**Directive:**
In the passage below on mass measurements of radioactive ions, what does the required measurement speed depend on?

**Page extract:**
====================

The specific requirements for the mass measurements of radioactive ions stem from the parameters of the ions themselves. For example the required sensitivity (depending on the production yield) and measurement speed (depending on the half-life) as well as the envisaged application which dictates the required precision. In order to be meaningful, all measurements should deliver reliable data, hence precise and accurate. The physics requirements can be categorized with the corresponding relative precision as follows:

• nuclear structure, δm/m ≈ 1 × 10⁻⁷,
• nuclear astrophysics, δm/m ≈ 1 × 10^−7/−8,
• test of fundamental symmetries, neutrino physics, δm/m ≈ 1 × 10^−8/−9.

Accuracy and precision.

Speed of the mass measurements.

====================

**Entries:**
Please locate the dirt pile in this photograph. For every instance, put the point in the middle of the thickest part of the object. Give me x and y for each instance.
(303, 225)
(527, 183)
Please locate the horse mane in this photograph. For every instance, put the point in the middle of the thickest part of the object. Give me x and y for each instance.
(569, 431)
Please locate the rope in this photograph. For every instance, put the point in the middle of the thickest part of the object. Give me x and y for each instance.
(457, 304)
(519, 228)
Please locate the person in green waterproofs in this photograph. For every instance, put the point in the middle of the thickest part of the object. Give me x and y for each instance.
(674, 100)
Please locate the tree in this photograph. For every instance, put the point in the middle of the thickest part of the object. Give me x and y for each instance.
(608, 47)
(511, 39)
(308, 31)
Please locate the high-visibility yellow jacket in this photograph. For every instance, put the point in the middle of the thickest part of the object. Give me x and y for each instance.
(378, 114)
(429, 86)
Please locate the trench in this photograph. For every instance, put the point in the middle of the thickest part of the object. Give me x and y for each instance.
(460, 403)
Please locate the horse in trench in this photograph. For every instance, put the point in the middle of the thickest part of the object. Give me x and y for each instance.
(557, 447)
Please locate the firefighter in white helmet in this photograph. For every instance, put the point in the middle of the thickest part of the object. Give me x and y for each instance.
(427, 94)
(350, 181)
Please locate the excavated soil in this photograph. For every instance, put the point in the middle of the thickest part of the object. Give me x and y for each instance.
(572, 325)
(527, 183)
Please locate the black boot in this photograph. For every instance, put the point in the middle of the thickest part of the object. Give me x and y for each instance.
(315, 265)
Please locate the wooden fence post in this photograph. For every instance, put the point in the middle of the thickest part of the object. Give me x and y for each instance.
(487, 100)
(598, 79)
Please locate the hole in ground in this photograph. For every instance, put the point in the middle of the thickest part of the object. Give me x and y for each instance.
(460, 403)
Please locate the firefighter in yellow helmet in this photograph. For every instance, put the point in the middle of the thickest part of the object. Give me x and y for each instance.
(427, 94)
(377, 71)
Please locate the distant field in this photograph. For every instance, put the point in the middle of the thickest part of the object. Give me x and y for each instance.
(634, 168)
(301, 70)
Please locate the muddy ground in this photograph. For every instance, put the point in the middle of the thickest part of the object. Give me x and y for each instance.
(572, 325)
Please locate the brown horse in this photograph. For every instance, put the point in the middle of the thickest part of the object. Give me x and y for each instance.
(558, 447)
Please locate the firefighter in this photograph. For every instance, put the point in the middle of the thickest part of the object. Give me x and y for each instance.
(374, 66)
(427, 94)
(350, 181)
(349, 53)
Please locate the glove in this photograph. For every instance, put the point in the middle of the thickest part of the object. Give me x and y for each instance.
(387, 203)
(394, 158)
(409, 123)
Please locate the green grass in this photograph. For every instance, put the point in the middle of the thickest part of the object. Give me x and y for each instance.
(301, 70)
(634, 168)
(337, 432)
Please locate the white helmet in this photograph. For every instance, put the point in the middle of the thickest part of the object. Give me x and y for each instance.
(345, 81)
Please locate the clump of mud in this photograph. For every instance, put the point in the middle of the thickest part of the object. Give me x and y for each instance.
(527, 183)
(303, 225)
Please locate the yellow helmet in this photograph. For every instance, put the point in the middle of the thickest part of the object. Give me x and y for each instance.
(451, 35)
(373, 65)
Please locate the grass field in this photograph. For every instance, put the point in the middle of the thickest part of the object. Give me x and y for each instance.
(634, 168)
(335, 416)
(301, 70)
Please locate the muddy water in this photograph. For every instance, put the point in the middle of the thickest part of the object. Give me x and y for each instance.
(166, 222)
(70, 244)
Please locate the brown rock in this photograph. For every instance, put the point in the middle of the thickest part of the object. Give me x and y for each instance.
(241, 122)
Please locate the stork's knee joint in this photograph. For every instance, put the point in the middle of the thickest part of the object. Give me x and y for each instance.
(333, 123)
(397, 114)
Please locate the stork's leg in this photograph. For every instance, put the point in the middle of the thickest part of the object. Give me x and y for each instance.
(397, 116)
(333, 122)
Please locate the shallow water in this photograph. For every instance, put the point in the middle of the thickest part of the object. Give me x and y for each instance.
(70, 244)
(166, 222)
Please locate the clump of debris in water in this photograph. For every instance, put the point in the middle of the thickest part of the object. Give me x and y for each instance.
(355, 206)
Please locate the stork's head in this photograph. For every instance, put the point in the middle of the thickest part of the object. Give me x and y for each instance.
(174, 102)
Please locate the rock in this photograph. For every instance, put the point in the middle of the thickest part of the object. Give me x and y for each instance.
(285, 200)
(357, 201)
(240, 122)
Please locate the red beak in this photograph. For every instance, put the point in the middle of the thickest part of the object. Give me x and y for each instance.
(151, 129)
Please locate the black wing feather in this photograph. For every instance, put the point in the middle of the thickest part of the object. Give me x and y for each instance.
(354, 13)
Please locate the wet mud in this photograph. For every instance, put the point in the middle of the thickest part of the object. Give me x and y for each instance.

====================

**Task response:**
The half-life of the ions.